# [REQUIRED TASK]
Which lines in the listing below contain the string "barred"? Pull out each of them in full.

---------- RECORDS SUPPLIED

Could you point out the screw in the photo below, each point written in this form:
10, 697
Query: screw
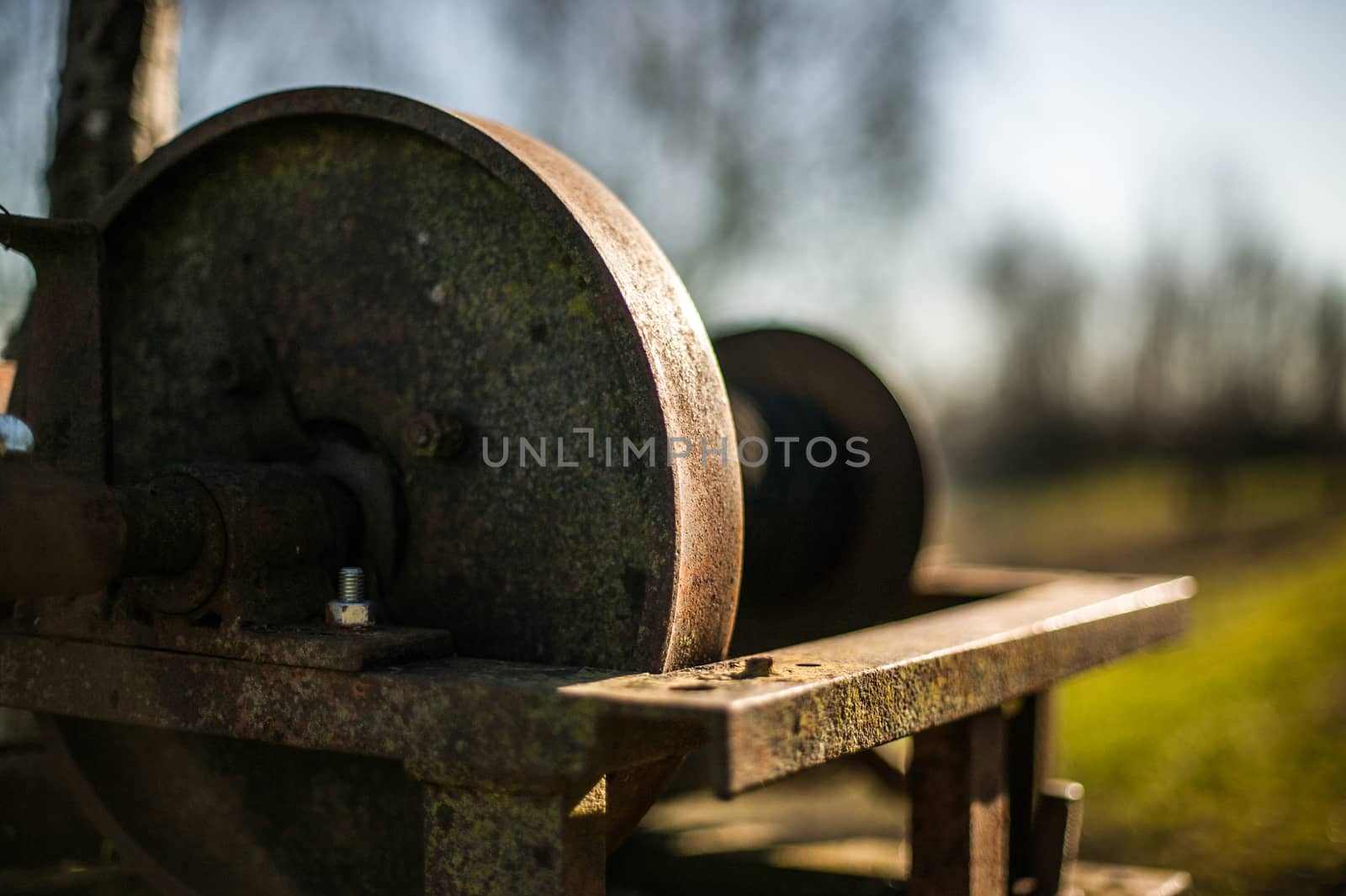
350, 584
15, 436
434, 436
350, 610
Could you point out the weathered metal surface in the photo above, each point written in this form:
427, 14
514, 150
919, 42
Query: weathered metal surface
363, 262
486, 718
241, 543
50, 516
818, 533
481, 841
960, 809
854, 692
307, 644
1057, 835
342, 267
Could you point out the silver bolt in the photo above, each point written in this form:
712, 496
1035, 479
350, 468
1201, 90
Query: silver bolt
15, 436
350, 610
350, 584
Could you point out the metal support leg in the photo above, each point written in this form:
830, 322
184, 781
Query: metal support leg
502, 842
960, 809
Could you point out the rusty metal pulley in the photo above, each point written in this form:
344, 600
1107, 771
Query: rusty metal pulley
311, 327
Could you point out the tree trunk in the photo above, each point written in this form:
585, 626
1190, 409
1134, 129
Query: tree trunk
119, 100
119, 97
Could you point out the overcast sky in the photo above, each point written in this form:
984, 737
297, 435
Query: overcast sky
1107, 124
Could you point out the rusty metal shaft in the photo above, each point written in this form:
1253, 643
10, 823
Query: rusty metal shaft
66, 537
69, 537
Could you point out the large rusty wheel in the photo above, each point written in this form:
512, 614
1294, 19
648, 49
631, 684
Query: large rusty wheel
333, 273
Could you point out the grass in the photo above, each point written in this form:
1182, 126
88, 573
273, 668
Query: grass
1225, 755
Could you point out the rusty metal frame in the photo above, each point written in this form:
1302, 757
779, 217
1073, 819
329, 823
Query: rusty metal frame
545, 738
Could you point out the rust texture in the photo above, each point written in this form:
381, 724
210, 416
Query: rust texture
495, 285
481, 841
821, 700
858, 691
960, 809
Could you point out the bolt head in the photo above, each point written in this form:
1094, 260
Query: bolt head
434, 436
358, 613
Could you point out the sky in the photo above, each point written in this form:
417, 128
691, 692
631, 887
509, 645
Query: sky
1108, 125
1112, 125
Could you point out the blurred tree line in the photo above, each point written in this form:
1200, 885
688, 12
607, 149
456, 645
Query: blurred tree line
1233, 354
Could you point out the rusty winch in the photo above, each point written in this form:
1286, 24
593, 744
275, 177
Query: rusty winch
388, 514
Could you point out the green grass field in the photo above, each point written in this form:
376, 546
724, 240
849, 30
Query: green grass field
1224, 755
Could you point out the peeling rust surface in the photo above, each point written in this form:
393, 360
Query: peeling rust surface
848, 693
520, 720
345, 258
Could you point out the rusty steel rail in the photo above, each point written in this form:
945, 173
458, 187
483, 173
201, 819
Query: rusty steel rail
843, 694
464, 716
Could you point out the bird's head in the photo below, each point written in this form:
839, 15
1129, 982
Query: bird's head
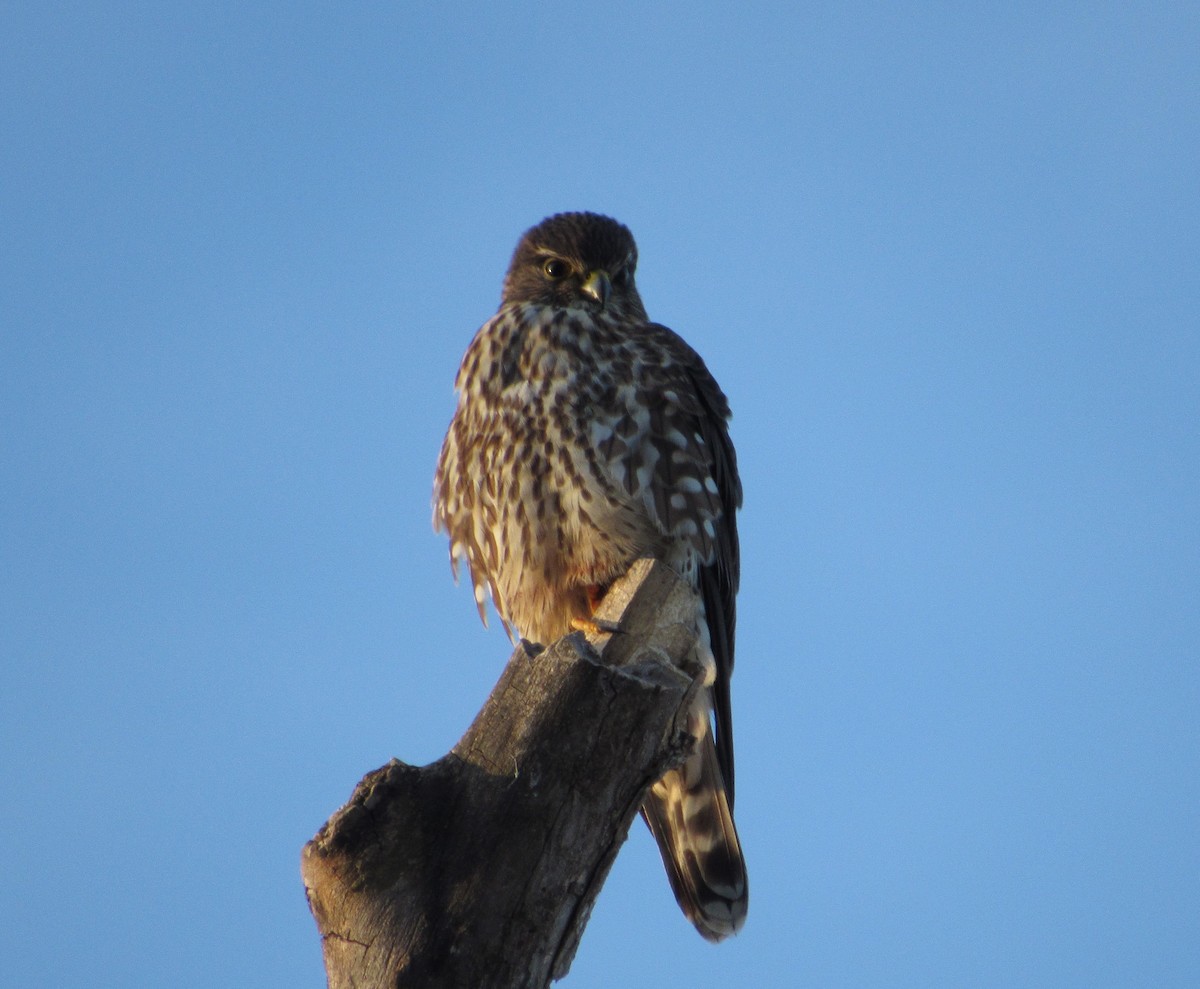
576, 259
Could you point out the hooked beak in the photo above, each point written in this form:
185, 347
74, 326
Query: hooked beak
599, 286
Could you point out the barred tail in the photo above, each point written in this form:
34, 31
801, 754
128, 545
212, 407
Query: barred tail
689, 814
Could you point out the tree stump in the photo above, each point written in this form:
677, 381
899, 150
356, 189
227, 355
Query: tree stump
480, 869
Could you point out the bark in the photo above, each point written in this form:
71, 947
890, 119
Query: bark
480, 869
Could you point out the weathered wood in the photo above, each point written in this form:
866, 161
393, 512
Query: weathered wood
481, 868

--------------------
---------- RECORDS SUPPLIED

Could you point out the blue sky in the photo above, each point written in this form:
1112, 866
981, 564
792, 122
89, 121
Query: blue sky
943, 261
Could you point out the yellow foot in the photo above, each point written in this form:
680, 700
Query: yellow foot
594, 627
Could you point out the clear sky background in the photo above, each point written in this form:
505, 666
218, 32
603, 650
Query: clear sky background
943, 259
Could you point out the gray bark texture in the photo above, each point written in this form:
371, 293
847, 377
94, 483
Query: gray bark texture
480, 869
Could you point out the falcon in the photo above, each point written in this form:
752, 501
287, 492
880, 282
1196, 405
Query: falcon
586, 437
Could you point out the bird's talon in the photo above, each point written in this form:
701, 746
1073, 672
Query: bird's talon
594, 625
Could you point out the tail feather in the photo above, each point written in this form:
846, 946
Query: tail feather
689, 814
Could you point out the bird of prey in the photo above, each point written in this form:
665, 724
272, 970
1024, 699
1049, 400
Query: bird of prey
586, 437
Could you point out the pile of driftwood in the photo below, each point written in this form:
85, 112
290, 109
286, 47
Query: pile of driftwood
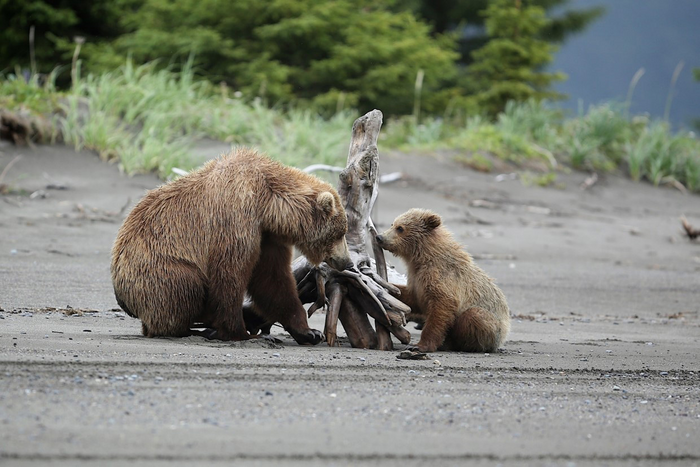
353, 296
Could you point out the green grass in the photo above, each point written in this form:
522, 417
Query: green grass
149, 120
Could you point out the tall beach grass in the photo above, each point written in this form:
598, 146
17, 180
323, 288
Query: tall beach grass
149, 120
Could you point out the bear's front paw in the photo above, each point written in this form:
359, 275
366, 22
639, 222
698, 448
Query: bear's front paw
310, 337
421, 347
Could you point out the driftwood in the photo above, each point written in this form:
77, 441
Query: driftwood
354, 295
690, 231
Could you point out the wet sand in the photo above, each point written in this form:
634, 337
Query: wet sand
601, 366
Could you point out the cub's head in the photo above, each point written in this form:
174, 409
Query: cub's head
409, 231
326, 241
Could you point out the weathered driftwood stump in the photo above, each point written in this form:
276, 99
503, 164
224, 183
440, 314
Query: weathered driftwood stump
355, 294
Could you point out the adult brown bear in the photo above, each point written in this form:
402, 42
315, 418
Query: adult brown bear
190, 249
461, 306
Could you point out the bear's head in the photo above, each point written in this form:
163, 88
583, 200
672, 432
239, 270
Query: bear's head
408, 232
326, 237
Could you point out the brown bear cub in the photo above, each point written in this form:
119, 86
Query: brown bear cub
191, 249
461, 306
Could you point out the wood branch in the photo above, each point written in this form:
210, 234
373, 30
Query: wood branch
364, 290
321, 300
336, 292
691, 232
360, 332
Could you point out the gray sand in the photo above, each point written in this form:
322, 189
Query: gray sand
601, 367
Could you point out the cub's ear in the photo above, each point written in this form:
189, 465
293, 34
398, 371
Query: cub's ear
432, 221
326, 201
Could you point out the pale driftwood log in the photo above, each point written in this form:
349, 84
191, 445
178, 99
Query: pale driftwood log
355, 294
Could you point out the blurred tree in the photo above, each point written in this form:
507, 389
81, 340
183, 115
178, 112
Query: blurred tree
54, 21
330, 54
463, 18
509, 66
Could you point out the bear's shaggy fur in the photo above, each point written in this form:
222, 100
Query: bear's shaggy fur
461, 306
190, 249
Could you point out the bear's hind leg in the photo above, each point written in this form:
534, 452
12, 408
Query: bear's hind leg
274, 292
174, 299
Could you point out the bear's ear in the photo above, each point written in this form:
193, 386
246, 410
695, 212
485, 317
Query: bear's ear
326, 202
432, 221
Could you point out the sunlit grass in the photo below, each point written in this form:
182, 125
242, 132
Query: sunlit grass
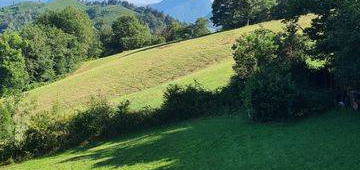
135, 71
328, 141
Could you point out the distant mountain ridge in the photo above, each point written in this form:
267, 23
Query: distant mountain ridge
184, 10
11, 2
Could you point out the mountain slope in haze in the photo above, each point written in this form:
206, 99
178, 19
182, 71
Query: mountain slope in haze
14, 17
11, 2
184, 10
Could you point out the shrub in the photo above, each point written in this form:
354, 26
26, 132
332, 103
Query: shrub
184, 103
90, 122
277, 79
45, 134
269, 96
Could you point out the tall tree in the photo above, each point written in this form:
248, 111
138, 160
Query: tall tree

--------------------

# [ANSWER FOR THIS EXERCISE]
Could you point out the barred tail in the photo above, each point written in this form:
Query: barred tail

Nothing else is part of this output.